### [Your objective]
Every line of the material that includes the word "sleeve" is to be shown.

### [Data records]

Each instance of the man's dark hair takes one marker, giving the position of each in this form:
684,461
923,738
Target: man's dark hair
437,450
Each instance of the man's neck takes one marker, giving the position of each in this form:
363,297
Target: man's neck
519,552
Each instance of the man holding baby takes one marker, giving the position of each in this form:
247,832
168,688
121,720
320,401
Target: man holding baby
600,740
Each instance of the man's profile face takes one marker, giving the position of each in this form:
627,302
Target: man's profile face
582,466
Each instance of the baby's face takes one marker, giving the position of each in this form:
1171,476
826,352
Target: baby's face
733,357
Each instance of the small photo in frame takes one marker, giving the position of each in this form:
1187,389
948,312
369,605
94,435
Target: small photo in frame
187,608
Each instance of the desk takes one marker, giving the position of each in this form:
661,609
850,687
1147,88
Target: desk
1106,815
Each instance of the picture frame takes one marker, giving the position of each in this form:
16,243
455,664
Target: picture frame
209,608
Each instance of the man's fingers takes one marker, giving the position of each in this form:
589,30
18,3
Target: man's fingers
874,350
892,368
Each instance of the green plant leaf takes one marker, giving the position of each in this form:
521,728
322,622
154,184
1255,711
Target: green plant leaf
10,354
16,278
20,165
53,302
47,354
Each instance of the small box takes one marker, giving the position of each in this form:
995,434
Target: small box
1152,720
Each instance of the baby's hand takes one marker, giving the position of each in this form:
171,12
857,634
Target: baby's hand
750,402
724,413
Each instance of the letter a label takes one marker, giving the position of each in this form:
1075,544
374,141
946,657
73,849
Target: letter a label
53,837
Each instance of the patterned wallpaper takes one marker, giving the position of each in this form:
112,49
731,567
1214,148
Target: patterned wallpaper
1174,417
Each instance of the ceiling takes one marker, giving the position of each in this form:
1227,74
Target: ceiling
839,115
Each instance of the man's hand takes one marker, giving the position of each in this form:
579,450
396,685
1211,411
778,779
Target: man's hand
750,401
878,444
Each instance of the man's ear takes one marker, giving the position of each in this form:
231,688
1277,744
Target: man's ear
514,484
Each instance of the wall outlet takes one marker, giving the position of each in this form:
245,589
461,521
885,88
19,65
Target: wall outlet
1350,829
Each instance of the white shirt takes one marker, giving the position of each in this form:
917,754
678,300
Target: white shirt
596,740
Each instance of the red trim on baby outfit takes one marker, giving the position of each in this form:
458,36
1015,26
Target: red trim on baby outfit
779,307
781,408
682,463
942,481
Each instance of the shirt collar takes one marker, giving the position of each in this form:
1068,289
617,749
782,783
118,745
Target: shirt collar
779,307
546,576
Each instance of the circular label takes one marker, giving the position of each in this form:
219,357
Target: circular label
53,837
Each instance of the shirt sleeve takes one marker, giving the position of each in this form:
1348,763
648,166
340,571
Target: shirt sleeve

### [Exercise answer]
Each instance of the shirt sleeve takes one marker, giving the position of each in this form:
Target: shirt sleeve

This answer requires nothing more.